• _Exercise task_
Retype the entries below exactly as they appear, leaving out the pictures.

• _Exercise materials_

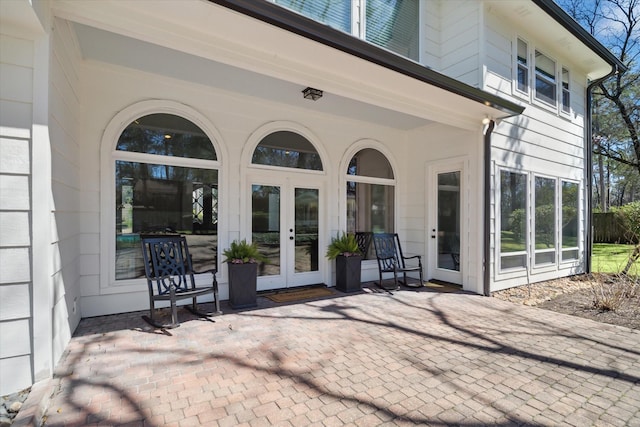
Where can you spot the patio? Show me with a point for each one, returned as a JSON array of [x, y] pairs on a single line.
[[374, 358]]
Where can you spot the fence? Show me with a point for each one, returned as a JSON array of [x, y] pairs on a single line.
[[607, 229]]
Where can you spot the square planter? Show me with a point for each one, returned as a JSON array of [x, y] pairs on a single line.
[[348, 273], [243, 285]]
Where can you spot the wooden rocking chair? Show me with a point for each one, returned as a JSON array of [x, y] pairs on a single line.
[[391, 260], [170, 277]]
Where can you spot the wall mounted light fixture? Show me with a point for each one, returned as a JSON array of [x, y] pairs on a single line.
[[312, 94]]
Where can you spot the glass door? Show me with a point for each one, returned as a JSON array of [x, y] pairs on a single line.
[[446, 246], [285, 225]]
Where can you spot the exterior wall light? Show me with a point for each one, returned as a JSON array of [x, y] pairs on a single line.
[[312, 94]]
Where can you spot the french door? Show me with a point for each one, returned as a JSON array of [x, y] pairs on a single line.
[[286, 224], [447, 254]]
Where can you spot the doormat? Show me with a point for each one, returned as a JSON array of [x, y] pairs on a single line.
[[442, 287], [299, 295]]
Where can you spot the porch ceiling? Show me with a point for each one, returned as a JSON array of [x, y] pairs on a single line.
[[104, 46], [209, 44]]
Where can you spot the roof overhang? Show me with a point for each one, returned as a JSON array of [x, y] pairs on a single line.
[[308, 28]]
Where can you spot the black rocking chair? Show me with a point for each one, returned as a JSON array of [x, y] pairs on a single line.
[[170, 277], [391, 260]]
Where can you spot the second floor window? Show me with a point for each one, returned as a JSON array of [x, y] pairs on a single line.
[[545, 78], [390, 24], [523, 66]]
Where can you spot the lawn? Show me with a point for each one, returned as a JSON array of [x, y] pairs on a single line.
[[610, 258]]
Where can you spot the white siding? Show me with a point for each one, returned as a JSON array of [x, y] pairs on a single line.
[[540, 141], [16, 92], [461, 40], [66, 207]]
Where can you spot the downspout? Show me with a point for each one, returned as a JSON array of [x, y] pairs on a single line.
[[588, 148], [486, 263]]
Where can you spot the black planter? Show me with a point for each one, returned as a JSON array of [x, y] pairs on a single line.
[[243, 285], [348, 273]]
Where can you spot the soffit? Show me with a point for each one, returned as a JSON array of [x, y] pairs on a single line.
[[200, 40]]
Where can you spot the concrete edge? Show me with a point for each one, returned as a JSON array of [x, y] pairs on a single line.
[[34, 407]]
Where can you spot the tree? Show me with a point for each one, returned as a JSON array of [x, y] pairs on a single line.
[[616, 106]]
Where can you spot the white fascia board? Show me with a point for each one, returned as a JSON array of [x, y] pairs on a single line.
[[214, 32]]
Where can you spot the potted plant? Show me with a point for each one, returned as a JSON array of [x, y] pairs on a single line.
[[242, 260], [345, 250]]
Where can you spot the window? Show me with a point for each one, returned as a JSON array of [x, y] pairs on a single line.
[[523, 66], [288, 150], [569, 220], [393, 24], [390, 24], [545, 83], [513, 220], [370, 194], [545, 220], [158, 191], [566, 94]]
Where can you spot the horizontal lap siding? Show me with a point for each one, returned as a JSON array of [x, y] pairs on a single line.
[[460, 34], [16, 93], [541, 140], [67, 204]]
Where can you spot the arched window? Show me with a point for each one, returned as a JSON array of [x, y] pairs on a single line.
[[287, 150], [370, 193], [166, 181]]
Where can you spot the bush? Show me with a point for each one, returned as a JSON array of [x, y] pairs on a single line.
[[613, 292]]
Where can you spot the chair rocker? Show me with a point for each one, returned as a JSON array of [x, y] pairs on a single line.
[[170, 277], [391, 260]]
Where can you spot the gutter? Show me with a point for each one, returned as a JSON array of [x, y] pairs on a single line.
[[588, 171], [288, 20], [571, 25], [486, 257]]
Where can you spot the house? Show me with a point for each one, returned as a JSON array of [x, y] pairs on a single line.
[[460, 125]]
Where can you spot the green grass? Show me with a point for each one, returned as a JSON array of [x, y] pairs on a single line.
[[611, 258]]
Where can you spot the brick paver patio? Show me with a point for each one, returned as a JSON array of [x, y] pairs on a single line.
[[375, 358]]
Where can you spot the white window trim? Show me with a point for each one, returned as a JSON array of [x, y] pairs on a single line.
[[109, 155], [509, 273], [579, 248], [530, 94], [551, 266]]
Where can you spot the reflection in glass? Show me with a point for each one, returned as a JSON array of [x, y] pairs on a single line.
[[513, 218], [449, 220], [393, 24], [370, 208], [153, 198], [569, 220], [288, 150], [370, 162], [306, 230], [545, 220], [166, 135], [334, 13], [265, 226]]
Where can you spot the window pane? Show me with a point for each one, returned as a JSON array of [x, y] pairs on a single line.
[[265, 226], [288, 150], [370, 207], [569, 220], [370, 162], [393, 24], [334, 13], [545, 78], [166, 135], [566, 94], [306, 230], [152, 198], [545, 213], [523, 66], [513, 214], [449, 220]]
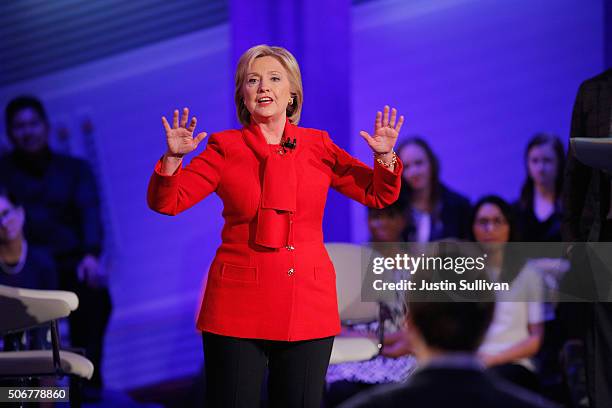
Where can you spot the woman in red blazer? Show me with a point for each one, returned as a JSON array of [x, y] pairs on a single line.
[[271, 293]]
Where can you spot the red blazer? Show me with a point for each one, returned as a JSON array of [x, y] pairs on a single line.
[[257, 292]]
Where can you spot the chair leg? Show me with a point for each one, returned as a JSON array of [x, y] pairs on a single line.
[[76, 392]]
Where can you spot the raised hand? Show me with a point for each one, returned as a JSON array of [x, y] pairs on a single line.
[[180, 138], [386, 131]]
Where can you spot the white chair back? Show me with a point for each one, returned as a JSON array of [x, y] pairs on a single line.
[[347, 260]]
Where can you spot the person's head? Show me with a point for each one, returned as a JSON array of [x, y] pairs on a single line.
[[448, 327], [544, 163], [11, 217], [492, 221], [387, 224], [421, 167], [27, 125], [268, 84]]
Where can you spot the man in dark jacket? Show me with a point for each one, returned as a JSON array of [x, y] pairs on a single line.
[[60, 197], [445, 337], [588, 218]]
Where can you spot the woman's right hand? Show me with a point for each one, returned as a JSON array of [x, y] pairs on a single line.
[[179, 138]]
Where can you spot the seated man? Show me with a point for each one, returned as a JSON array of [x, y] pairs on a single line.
[[60, 197], [445, 337]]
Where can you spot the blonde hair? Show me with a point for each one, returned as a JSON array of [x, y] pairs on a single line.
[[288, 62]]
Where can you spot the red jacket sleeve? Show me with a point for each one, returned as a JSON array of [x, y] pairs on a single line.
[[172, 194], [378, 187]]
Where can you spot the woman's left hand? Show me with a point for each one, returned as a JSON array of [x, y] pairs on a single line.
[[386, 131]]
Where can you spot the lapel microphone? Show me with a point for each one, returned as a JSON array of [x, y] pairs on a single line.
[[288, 144]]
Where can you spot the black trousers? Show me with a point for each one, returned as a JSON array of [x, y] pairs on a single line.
[[235, 369]]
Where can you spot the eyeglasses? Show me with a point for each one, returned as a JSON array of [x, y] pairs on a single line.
[[494, 222]]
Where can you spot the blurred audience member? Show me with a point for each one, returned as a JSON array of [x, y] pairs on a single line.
[[433, 211], [538, 216], [61, 201], [23, 266], [445, 337], [538, 211], [393, 365], [516, 332]]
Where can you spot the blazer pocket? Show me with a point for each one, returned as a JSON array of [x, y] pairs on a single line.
[[324, 273], [237, 273]]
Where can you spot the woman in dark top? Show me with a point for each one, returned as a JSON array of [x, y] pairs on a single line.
[[538, 211], [433, 210]]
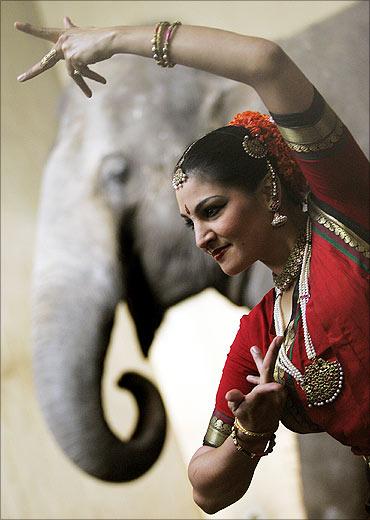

• _Finished answer_
Where can you spot the patio? Show me with a point for each one, returned as a JSON array of [x, y] pairs on a single line.
[[374, 358]]
Where can you spot the fence? Show me with a point for each one, returned as a JSON array of [x, y] pairs on a single line.
[[607, 229]]
Where can you spot the square planter? Show me with a point for each one, returned as a JSON array of [x, y] pairs on a single line.
[[348, 273], [243, 285]]
Where can you spot the wooden rocking chair? Show me with a point for each one, returned as a JSON array of [x, y] pairs on a single line.
[[391, 260], [170, 277]]
Where can you spot the wall mounted light fixture? Show me with a point for each one, returned as a JSON array of [x, y] pairs on a single line.
[[312, 94]]
Where can you spot the glass door? Show me with a point for each one, returned as a JSON array of [x, y] pairs on a single line.
[[446, 246], [285, 225]]
Where can you spot the exterior wall light? Show me with a point for each one, returned as a JSON array of [x, y] pairs on a single line.
[[312, 94]]
Where can you spot the french door? Show me with a point for each one, returned as a JSON array of [x, y] pairs on a single line.
[[286, 224], [447, 254]]
Where can you spot the doormat? Show me with a point for each one, returned as a JSON array of [x, y] pairs on a single line.
[[442, 287], [299, 295]]
Where can you spot the porch ceiling? Show me with a point for each one, returned as a JSON array of [x, y] pairs on a single line.
[[104, 46], [209, 44]]
Where can you spot the roof overhang? Show me with a point for each one, returned as a JSON array of [x, y] pairs on a single line.
[[308, 28]]
Where can you spot the black rocking chair? Show me with a point for each one, returned as a JSON array of [x, y] pairs on a single line.
[[170, 277], [391, 260]]
Where can you spot the second floor window? Show me with a point for each one, returned as a JSON array of [x, y] pairs on a single line.
[[545, 78], [390, 24], [523, 66]]
Where can you spot the lawn? Show me with a point for each one, returned as a JSON array of [x, y] pairs on a single line.
[[610, 258]]
Where can you spot the white siding? Show me with a point for each one, returned as a JSON array of [x, y] pairs on a single line.
[[540, 141], [16, 92], [461, 40], [66, 207]]
Where can you spot the downspout? Show me with a point for each one, returned as a JSON array of [x, y] pairs on a single line.
[[588, 148], [486, 263]]
Where can you spot the black planter? Show me with a point for each one, returned as a JSON array of [x, y] pairs on a single line.
[[243, 285], [348, 273]]
Where can you spot the soffit? Show me with a point for each one, returned as a JSON array of [x, y] pairs on a single line.
[[200, 40]]
Where can you spot the concrete edge? Show me with a point for each one, returned as a JSON array of [x, y] pairs on a single line.
[[34, 407]]
Where can you spot the tree? Show me with a point for each one, returned as a JSON array of [x, y] pairs on a single line.
[[616, 106]]
Where can you spot the white fascia board? Show me with a point for each one, returned as a JSON array of [x, y] pairs on a single line.
[[214, 32]]
Where can you spot the potted plant? Show me with a point for each one, returned as a JSON array of [x, y] pairs on a single line.
[[242, 260], [345, 250]]
Where can you spot the window? Show me with a point for each one, returned as a JSON array of [x, y] pairs on a single line.
[[523, 66], [288, 150], [569, 220], [393, 24], [390, 24], [545, 83], [513, 220], [370, 194], [545, 220], [158, 191], [566, 94]]
Where can you spot the horizontal lap siding? Show me with a point for each one, returned as a JSON array of [x, y] pairs on a single line.
[[460, 34], [16, 93], [541, 140], [67, 204]]
Where can you spot the arched window? Show me with a point for each one, returned as a JSON array of [x, y] pairs on a single line.
[[287, 150], [370, 193], [166, 181]]
Where can you spot the bush? Show me with a point for each one, returned as a JSON array of [x, y] pairs on a single line.
[[613, 292]]
Where can you spot the chair rocker? Show me with a point for each one, returned as a JSON array of [x, y] pairs on a single line.
[[170, 277], [391, 260]]
Where can you spot the gutter? Show me with a point for each one, returned as a JSON array of [x, y] pairs on a single line.
[[588, 171], [288, 20], [571, 25], [486, 257]]
Where can you spot the house? Show me with a point for each one, returned as a JSON array of [x, y] pairs on a single line.
[[460, 125]]
Where can you spot the green grass? Show me with a point for each one, returned as a JSON array of [x, y] pairs on a single line.
[[611, 258]]
Where can you spot the brick paver patio? Show me with a point for each one, returned as a JSON array of [x, y] pairs on a single line.
[[375, 358]]
Where can you spot the white window trim? Show me with a point for each one, returned as a JSON array of [x, y] pairs on a single line.
[[109, 155], [509, 273], [579, 248], [530, 94], [551, 266]]
Where can you spot the reflection in glass? Show me with a point for each one, returned as a JSON array of [x, y] pairs on a single line.
[[513, 218], [449, 220], [393, 24], [370, 208], [153, 198], [569, 220], [288, 150], [370, 162], [306, 230], [545, 220], [166, 135], [334, 13], [265, 226]]
Where can you spot the window pane? Show me with a point for each one, returned as a JSON array of [x, y] pairs on a single line.
[[265, 226], [288, 150], [370, 207], [569, 220], [370, 162], [393, 24], [334, 13], [545, 78], [166, 135], [566, 94], [306, 230], [152, 198], [545, 213], [523, 66], [513, 214], [449, 220]]
Where can you spot the woman in red blazer? Show me with a point for each one, returned as a JSON array of [x, y] pairs on a single line.
[[271, 293]]
Where can you spot the red blazer? Show me with a point for each one, returned as a JSON array of [x, y] pairs on a single line.
[[257, 292]]
Where can you spot the chair leg? Show me with a point for each one, returned as a JSON array of [x, y] pairs on a single line.
[[76, 392]]
Where can you spot the raised hand? Show me with a point for each one, returned as a JSON array of [x, y] pairs on a single line.
[[180, 138], [386, 131]]
Where can you spot the white chair back? Show me with a point for each one, returned as a JSON array of [x, y] pairs on a single line.
[[347, 260]]
Where can you spot the person's head? Show me with a point for each one, returned as a JSON array of [x, y] pairs on a single line.
[[448, 327], [544, 163], [11, 217], [492, 221], [387, 224], [421, 167], [27, 125], [268, 84]]
Where can you spot the man in dark jacket? Show me with a point for each one, returned as a JSON array of [x, y] pairs on a single line.
[[60, 197], [445, 337], [588, 218]]
Where can you spot the woman's right hand? Show me with a point for each one, returned as a JSON array of [x, y] pairs on a single line.
[[179, 138]]
Where can you spot the seated man? Show me with a point for each one, returned as a JSON array of [x, y] pairs on a single line.
[[60, 197], [445, 337]]
Where can you spot the blonde hair? Show me with a point for each one, returned as a JSON array of [x, y] pairs on a single line.
[[288, 62]]
Where can you spot the red jacket sleeve? Show me with a point for each one, returned as a JSON array of [x, y] pairs on a single line.
[[172, 194], [378, 187]]
Where can you spot the woman's left hand? Show me with a point for each one, returned as a JSON array of [x, y] pairs on a single line.
[[386, 131]]
Where can you spot the lapel microphone? Show me with a point for each one, returned as a JSON array of [x, y] pairs on a single line.
[[288, 144]]
Where can you spot the black trousers? Show me with a point for each one, returned as a JSON array of [x, y] pairs on a single line.
[[235, 369]]
Where can you spot the eyeglasses? Show me with a point for each one, returned as a JSON array of [x, y] pairs on a single line.
[[494, 222]]
Where can you spot the blurred audience member? Show me with a point for each one, returned as a JSON array of [x, y] pairs on a single line.
[[433, 211], [538, 216], [61, 201], [23, 266], [445, 337], [538, 211], [393, 365], [516, 332]]
Where can you spot the blazer pocket? Show me with a point for each one, returned as a JSON array of [x, y] pairs on a single line.
[[324, 273], [237, 273]]
Where can you spot the woman in dark top? Show me with a point for each one, returned as a JSON array of [x, y] pairs on a single line.
[[538, 211], [433, 210]]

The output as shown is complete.